*** Block opens ***
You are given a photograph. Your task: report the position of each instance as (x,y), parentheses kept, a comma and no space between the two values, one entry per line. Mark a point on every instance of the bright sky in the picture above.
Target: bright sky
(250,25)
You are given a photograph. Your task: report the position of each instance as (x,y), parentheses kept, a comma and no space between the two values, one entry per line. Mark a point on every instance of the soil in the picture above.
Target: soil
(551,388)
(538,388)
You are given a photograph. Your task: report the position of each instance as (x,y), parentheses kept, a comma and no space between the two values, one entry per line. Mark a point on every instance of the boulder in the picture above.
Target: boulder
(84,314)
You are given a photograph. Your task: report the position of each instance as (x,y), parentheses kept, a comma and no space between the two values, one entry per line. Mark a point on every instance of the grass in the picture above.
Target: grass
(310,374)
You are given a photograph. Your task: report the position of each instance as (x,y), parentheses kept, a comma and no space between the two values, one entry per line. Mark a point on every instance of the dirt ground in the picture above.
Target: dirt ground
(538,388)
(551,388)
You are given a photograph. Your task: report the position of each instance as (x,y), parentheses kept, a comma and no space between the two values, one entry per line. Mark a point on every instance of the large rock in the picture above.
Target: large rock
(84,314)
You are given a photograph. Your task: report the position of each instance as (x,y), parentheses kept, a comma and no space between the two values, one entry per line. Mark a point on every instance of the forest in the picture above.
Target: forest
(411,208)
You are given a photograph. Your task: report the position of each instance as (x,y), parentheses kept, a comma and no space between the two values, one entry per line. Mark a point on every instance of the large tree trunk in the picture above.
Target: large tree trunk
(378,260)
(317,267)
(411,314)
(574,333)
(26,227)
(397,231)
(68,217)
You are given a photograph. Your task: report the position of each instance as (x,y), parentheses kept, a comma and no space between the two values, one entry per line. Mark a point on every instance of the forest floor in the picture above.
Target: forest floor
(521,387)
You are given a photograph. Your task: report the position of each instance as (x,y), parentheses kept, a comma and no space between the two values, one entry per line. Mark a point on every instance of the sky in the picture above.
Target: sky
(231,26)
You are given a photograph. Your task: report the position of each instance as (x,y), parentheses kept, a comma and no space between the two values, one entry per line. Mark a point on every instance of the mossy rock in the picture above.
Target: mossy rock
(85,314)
*** Block closes ***
_Work instruction:_
Return each line of the data above verbatim.

_The answer:_
You are given a photograph. Your task: report the position of each instance as (x,y), parentheses kept, a comma and no space between the two values, one entry per line. Mark a point on every instance of the bright sky in the picture above.
Target: bright sky
(250,25)
You are given a photograph. Your task: report the position of each instance as (x,y), parentheses kept, a comma and no space between the two values, one entry per line. Mark a point on every instance of the soil in the picture above.
Target: soil
(551,388)
(538,388)
You are given a photograph. Your task: report the position of each instance as (x,y), parentheses kept, a comma and no space between the two values, one entry per line. Mark a point on every instance of the boulder in the picture above.
Target: boulder
(84,314)
You are given a photograph. Your task: report the position of each instance as (x,y), parentheses kept, a comma and no space between the two values, one entry per line. Mark a point on every instance of the grass in the picture above.
Target: grass
(310,374)
You are given a photograph. Your task: report the position of each instance as (x,y), parentheses kept, a comma and no space between the two values, one entry per line. Mark a point on every instance of the dirt ground in the picture above.
Target: dirt ground
(538,388)
(551,388)
You are given a photograph. Your task: report the position of each instance as (x,y), parentheses kept, a comma and no space between the two values, one entry per line. Mark a point on every instance of the large rock in the picture above.
Target: large rock
(84,314)
You are given a photograph. Your task: report the position of each instance as (x,y), parentheses kept, a comma and no space between the two values, one entry per line. Mark a point on every instance of the forest in the picture above.
Target: forest
(411,208)
You are given a photograph. Your task: report the position of each instance as (x,y), parentheses kept, a comma and no space between the two values, one entry per line. Mark a point on every instance of the large tree trunk in the picture above.
Target: large tree trunk
(378,260)
(317,267)
(411,314)
(574,333)
(26,227)
(397,231)
(68,217)
You are given a photograph. Your task: report the position of each instance as (x,y), parentheses kept, a comma and no space between the two values, one entry per line. Mark a point on every instance of the forest floor in the picture above.
Target: forest floor
(521,387)
You are given a photograph. Your task: report the position of each instance as (x,y), parentheses kept, a comma and no space between the two values, one entry per line. Mark a point on every instance of the sky in the picture above.
Target: sky
(231,26)
You are given a photograph. Your task: report the position of each instance as (x,y), parentheses kept, a comma and no space between the two values, one entry per line. Mark a point on every instance of the mossy rock in the picture above.
Target: mossy rock
(85,314)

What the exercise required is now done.